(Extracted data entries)
--

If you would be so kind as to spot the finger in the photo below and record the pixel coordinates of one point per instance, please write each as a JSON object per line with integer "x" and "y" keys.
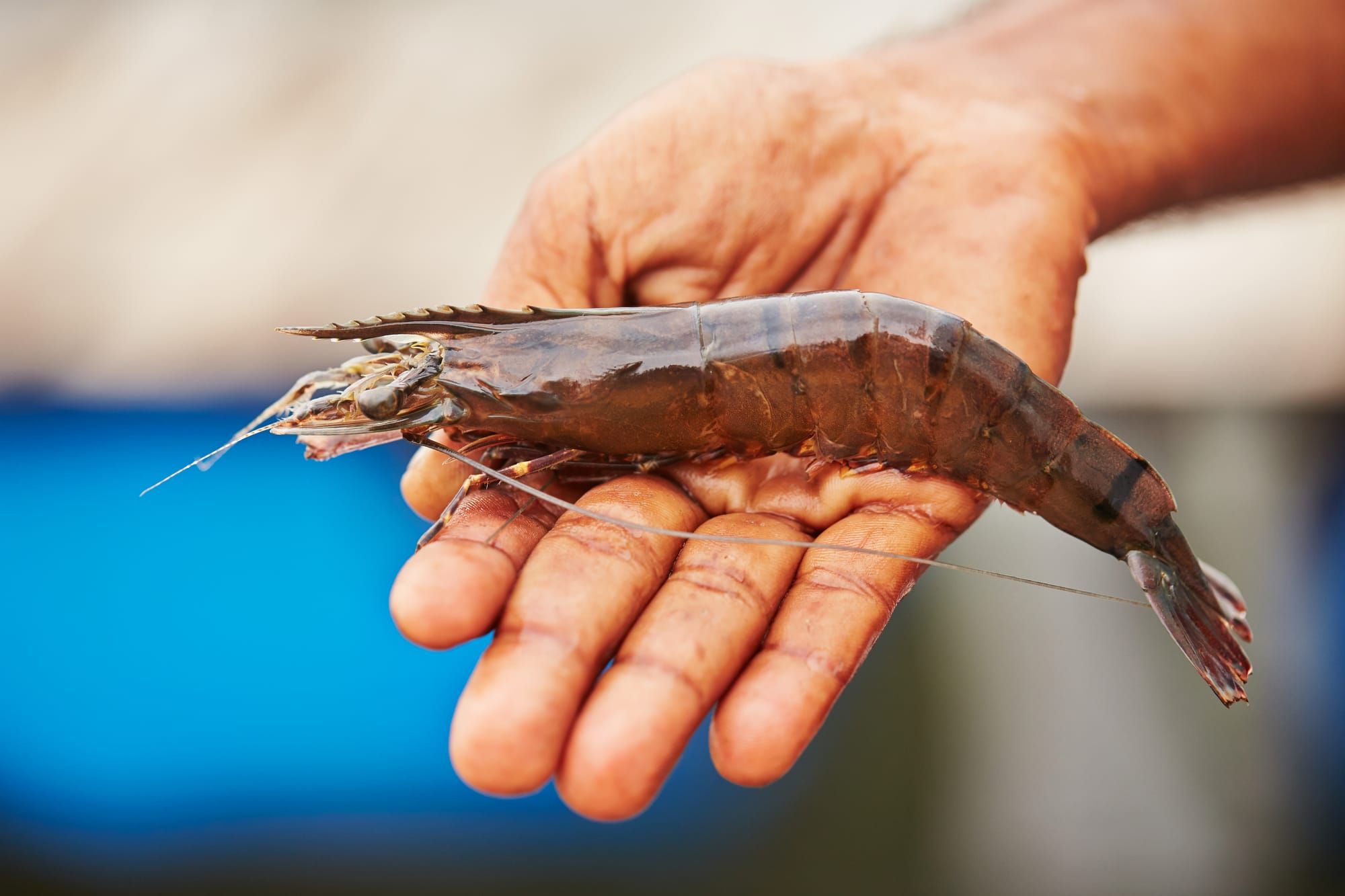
{"x": 685, "y": 650}
{"x": 453, "y": 589}
{"x": 827, "y": 626}
{"x": 432, "y": 479}
{"x": 576, "y": 596}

--

Express every line of the records above as a JSON list of strings, with one string per line and any blank lines omitted. Leave the pictures out of your answer.

[
  "If you would be so kind as to spot the finger in the photo below and record the pixel coordinates of one point per instance, please write each as a JSON object per line with integer \"x\" and \"y\" keys.",
  "{\"x\": 685, \"y\": 650}",
  "{\"x\": 453, \"y\": 589}",
  "{\"x\": 827, \"y\": 626}",
  "{\"x\": 432, \"y\": 479}",
  "{\"x\": 576, \"y\": 596}"
]